Cheerio provides several powerful methods to filter elements based on their text content. The primary approach uses the .filter()
method with custom filtering functions, allowing you to implement exact matches, partial matches, regex patterns, and more.
Basic Text Filtering with .filter()
The .filter()
method accepts a function that returns true
for elements you want to keep:
const cheerio = require('cheerio');
const $ = cheerio.load('<html>...your HTML...</html>');
// Basic text filtering
const filteredElements = $('selector').filter(function() {
return $(this).text().trim() === 'Your desired text';
});
Exact Text Match Example
Here's a practical example filtering list items by exact text content:
const cheerio = require('cheerio');
const html = `
<div class="products">
<div class="product">iPhone 14</div>
<div class="product">Samsung Galaxy</div>
<div class="product">iPhone 14 Pro</div>
<div class="product">iPhone 14</div>
</div>
`;
const $ = cheerio.load(html);
// Filter products with exact text "iPhone 14"
const iphone14Products = $('.product').filter(function() {
return $(this).text().trim() === 'iPhone 14';
});
console.log(`Found ${iphone14Products.length} exact matches`); // 2
Partial Text Matching
Use .includes()
for partial text matches:
const cheerio = require('cheerio');
const html = `
<div class="articles">
<h2>JavaScript Fundamentals</h2>
<h2>Advanced JavaScript Techniques</h2>
<h2>Python Basics</h2>
<h2>JavaScript Testing</h2>
</div>
`;
const $ = cheerio.load(html);
// Filter headings containing "JavaScript"

▶ Set exercise A
Answer these from the Cheerio text filtering page:
(i) Which method does the page recommend for partial text matches?
(ii) How many exact matches does the product example report finding?
(iii) What must the function given to .filter() return for the elements you want to keep?
▶ Set exercise B
Render this sentence from the Cheerio text filtering page in Spanish: "Cheerio provides several powerful methods to filter elements based on their text content."
You won't need the entries that come next.

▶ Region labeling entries
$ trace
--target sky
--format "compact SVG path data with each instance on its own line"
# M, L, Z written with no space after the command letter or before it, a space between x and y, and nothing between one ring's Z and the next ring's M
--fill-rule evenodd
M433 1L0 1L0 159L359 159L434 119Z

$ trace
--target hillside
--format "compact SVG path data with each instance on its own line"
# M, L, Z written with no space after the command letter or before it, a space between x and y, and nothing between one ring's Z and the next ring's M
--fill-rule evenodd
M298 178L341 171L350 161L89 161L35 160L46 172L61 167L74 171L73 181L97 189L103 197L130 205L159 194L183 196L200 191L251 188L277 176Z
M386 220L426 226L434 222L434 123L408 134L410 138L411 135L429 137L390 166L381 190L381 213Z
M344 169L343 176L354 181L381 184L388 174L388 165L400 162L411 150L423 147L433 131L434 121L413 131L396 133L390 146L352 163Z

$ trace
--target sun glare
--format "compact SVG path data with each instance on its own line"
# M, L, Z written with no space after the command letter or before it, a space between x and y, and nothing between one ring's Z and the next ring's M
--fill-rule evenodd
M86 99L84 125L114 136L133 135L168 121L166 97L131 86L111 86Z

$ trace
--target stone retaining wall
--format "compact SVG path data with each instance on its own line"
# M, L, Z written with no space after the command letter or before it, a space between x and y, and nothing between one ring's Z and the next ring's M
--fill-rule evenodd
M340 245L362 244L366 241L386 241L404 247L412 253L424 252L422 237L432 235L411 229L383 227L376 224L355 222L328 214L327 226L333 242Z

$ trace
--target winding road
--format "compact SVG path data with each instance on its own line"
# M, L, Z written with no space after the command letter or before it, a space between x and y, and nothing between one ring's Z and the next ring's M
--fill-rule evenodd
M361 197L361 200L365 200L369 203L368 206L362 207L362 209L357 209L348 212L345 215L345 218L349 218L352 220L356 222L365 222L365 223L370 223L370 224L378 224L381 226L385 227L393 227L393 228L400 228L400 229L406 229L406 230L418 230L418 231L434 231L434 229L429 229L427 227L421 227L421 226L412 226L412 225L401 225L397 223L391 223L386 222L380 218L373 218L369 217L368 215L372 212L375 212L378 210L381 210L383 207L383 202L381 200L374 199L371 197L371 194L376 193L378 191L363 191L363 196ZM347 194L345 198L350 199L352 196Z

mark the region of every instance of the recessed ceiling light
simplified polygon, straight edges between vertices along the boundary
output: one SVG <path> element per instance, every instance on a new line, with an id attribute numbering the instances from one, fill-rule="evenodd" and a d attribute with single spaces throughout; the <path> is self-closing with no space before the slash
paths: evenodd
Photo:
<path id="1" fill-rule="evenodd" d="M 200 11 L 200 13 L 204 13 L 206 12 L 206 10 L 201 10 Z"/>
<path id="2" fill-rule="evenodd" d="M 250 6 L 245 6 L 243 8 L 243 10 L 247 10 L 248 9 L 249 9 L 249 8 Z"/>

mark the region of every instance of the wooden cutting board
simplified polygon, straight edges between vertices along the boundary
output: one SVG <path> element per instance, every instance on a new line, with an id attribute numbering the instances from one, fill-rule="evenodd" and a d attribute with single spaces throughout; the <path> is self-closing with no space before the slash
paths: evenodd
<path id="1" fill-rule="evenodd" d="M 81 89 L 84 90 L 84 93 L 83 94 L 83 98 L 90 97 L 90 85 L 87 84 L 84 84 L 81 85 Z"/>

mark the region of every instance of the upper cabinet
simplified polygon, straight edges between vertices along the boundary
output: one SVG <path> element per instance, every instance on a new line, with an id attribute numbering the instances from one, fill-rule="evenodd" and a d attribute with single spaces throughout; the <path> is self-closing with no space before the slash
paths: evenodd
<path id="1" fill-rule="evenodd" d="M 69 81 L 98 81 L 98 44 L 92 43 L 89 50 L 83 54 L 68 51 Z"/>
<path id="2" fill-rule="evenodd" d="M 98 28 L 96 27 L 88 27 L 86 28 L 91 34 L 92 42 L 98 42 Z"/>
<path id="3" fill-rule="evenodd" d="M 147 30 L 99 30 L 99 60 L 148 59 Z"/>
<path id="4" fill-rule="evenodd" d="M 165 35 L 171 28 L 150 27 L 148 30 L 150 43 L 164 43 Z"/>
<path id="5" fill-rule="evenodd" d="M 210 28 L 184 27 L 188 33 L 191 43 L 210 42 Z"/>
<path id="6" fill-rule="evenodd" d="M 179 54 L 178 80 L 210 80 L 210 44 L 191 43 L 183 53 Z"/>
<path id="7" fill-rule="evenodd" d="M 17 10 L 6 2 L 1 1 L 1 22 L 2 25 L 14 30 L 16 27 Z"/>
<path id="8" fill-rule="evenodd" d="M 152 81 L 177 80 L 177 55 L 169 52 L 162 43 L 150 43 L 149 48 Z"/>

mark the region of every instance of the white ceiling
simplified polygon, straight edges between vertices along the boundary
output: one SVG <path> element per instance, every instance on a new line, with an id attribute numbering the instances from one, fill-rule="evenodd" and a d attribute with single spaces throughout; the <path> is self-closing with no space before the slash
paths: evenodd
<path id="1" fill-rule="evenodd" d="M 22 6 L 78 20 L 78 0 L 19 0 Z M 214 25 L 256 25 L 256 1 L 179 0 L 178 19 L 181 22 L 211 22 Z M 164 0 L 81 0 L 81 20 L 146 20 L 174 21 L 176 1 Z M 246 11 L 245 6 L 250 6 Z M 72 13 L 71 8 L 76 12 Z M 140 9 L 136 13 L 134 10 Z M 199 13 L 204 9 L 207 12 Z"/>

▶ Problem solution A
(i) .includes()
(ii) 2
(iii) true

▶ Problem solution B
Cheerio ofrece varios métodos potentes para filtrar elementos según su contenido de texto.